PASSAGE GIVEN -
**********

False Statements, Perjury and Prosecutorial Over-Charging
By: Houston Criminal Lawyer John Floyd and Paralegal Billy Sinclair
Between 1984 and 2006, Roger Clemens, a seven-time Cy Young Award winner, was arguably the best—certainly one of the top five—pitchers ever to take the mound in Major League Baseball (“MLB”). Nicknamed the “Rocket,” Clemens’ 354 wins (ninth on the all-time win list) and his 4,672 strikeouts (third only to career strikeout leader Nolan Ryan and runner up Randy Johnson) make a compelling argument that he is one of the greatest MLB pitchers of all time.
Then it happened. Former Oakland Athletics outfielder Jose Canseco released his book, Juiced: Wild Times, Rampant ‘Roids, Smash Hits, and How Baseball Got Big (William Morrow 2005), and pointed the finger at a number of prime time baseball stars as steroid users, including Clemens. Canseco’s book spurred the congressional House Committee on Oversight and Government Reform (“Oversight committee”) in March 2005 to conduct a hearing titled “Restoring Faith in America’s Pasttime: Evaluating Major Baseball’s Efforts to Eradicate Steroid Use.” Canseco and a host of other prominent MLB stars, including Mark McGwire, testified before the committee, either confirming or denying performance enhancement (“PED”) drug use by themselves or others.

**********

SUPPLIED DATA -
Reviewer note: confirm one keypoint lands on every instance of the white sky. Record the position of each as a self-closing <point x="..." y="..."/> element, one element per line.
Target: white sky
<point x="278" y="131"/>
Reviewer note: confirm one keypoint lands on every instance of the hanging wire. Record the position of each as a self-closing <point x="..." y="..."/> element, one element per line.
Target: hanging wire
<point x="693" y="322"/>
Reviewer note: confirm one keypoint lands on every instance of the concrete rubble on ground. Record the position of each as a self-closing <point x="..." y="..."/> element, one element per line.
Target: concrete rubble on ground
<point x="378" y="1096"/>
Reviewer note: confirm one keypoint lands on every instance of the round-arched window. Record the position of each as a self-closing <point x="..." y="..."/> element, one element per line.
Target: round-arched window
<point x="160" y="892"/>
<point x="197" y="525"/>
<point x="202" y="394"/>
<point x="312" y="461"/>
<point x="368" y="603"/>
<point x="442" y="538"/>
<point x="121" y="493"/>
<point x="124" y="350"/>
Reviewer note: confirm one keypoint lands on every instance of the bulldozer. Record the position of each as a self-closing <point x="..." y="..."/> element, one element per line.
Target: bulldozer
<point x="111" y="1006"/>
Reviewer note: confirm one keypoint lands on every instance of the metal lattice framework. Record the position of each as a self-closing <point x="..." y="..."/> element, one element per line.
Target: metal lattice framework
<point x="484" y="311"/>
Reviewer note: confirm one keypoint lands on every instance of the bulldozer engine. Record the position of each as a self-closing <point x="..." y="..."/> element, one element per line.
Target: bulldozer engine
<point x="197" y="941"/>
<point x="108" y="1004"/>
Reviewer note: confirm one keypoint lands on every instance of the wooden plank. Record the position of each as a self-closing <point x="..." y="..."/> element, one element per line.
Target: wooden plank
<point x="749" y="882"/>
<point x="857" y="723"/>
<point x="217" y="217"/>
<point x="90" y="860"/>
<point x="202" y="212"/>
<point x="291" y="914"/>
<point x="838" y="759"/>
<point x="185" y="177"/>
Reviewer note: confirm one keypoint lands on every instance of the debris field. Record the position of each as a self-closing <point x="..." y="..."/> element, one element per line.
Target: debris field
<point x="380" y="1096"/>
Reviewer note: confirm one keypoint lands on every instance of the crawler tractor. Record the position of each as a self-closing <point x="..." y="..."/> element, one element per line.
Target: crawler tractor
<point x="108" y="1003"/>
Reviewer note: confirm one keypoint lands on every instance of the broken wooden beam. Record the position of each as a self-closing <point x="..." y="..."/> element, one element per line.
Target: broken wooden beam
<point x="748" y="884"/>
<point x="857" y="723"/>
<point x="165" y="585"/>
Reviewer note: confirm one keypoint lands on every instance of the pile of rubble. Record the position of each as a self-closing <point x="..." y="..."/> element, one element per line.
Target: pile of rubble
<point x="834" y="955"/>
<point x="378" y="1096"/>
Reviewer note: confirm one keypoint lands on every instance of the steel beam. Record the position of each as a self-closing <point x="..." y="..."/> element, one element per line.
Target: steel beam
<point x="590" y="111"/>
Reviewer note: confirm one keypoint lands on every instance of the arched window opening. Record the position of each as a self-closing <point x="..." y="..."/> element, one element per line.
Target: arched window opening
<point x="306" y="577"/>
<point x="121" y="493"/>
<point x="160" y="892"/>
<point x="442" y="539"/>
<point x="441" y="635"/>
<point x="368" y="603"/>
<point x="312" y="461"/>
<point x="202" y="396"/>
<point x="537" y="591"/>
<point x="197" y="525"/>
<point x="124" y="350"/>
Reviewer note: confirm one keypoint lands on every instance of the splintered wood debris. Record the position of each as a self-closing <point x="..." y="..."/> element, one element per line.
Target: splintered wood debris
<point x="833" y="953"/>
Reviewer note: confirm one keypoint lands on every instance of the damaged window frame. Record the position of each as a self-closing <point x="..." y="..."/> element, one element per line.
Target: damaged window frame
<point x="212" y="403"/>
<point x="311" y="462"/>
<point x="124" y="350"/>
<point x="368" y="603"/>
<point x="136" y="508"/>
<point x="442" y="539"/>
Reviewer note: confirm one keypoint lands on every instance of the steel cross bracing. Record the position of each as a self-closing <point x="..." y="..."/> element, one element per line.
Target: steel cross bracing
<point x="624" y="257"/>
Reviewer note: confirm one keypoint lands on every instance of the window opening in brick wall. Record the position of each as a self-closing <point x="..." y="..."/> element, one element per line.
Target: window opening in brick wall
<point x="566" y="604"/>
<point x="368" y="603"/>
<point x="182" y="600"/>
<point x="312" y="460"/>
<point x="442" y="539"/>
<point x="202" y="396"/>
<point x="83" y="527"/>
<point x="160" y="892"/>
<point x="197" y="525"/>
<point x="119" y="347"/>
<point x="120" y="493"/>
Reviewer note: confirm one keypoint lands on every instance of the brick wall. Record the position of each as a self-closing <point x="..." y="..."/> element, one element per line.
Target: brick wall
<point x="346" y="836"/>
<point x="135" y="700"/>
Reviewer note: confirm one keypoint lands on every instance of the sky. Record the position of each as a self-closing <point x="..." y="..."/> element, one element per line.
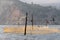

**********

INSTRUCTIONS -
[1] Substitute "memoir" for "book" and give the passage on Roger Clemens again from "Then it happened." up to and including "themselves or others.".
[2] Report each line of the entries that contains the string "field". Matches are case-sensitive.
The passage and the entries have no connection to each other.

COMPLETED EXERCISE -
[1]
Then it happened. Former Oakland Athletics outfielder Jose Canseco released his memoir, Juiced: Wild Times, Rampant ‘Roids, Smash Hits, and How Baseball Got Big (William Morrow 2005), and pointed the finger at a number of prime time baseball stars as steroid users, including Clemens. Canseco’s memoir spurred the congressional House Committee on Oversight and Government Reform (“Oversight committee”) in March 2005 to conduct a hearing titled “Restoring Faith in America’s Pasttime: Evaluating Major Baseball’s Efforts to Eradicate Steroid Use.” Canseco and a host of other prominent MLB stars, including Mark McGwire, testified before the committee, either confirming or denying performance enhancement (“PED”) drug use by themselves or others.

[2]
Reviewer note: confirm one keypoint lands on every instance of the debris field. Record the position of each as a self-closing <point x="..." y="..."/> element, one element per line.
Target: debris field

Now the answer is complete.